▶ **INSTRUCTIONS**:
**A.** Using the Atelier Shallie review below, answer each question on its own line: (i) How many Atelier games in a row has the reviewer now reviewed? (ii) What is the name of Shallie's village? (iii) To which city does Shallie set out in search of a solution?
**B.** Decide whether each statement agrees with the Atelier Shallie review below, and back each yes or no with the deciding words of the review: (i) The reviewer has played at least one middling Atelier game. (ii) Shallie is the daughter of the chief of Stellard. (iii) The story begins a few years after the end of Escha & Logy.
**C.** Print the passage of the Atelier Shallie review below that lies between "Starting a few" and "city of Stellard.", inclusive.

▶ **SOURCE TEXT**:
__________________________________________________
A review of Atelier Shallie: Alchemists of the Dusk Sea (PS4)

This is a road I didn’t plan on taking over the last few months, but sometimes things just happen without your planning for it. And so I’m here reviewing my third Atelier game in a row, the DX PS4 edition of Atelier Shallie: Alchemists of the Dusk Sea, and the final game in the Atelier Dusk trilogy. While Shallie bears some resemblance to the first two entries Atelier Ayesha and Atelier Escha & Logy, it also represents a major shift in the series through its removal of a standard gameplay element established by those games and by the previous Arland trilogy. My feelings about this game are also a little mixed, though still favorable on balance — I haven’t played a bad or even middling Atelier game yet, but I think the situation with Shallie is a little more complicated than with any of the others I’ve played so far.

Starting a few years after the end of Escha & Logy, Shallie moves us to still another part of the world, this time one that’s pretty well and truly fucked. The vast Dusk Sea is a massive desert with a few settlements clinging to its edges around the few remaining sources of clean water. The people of Lugion, one of these villages, are anxious about their now dangerously low supply of water. And so Shallistera, also known as Shallie, an alchemist in training and the daughter and planned successor of the chief of Lugion, sets out with two trusted men of the village on a ship (yeah, the ships in this world can sail on sand; I don’t think it’s explained really but no big deal) to the one place that might have a solution to their problem: the oasis city of Stellard.
__________________________________________________
▶ **ENTRIES SHOWN**:
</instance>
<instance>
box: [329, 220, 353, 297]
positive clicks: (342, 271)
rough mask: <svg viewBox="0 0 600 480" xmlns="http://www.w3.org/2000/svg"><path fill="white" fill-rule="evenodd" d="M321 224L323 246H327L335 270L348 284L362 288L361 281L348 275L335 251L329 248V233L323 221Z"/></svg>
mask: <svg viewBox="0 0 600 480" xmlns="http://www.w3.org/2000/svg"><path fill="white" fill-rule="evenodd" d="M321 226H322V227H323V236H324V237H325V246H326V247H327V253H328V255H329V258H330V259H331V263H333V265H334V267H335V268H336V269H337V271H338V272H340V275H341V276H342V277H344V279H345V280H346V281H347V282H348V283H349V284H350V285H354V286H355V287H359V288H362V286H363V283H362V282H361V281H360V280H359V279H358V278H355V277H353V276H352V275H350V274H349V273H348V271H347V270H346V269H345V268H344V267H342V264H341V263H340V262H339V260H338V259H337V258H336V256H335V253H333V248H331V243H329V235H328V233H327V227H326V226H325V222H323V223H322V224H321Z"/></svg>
__________________________________________________
▶ **SOLUTIONS IN ORDER**:
**A.**
(i) Three; this is the reviewer's third Atelier game in a row.
(ii) Lugion
(iii) Stellard, the oasis city

**B.**
(i) No: "I haven’t played a bad or even middling Atelier game yet"
(ii) No: "the daughter and planned successor of the chief of Lugion"
(iii) Yes: "Starting a few years after the end of Escha & Logy"

**C.**
Starting a few years after the end of Escha & Logy, Shallie moves us to still another part of the world, this time one that’s pretty well and truly fucked. The vast Dusk Sea is a massive desert with a few settlements clinging to its edges around the few remaining sources of clean water. The people of Lugion, one of these villages, are anxious about their now dangerously low supply of water. And so Shallistera, also known as Shallie, an alchemist in training and the daughter and planned successor of the chief of Lugion, sets out with two trusted men of the village on a ship (yeah, the ships in this world can sail on sand; I don’t think it’s explained really but no big deal) to the one place that might have a solution to their problem: the oasis city of Stellard.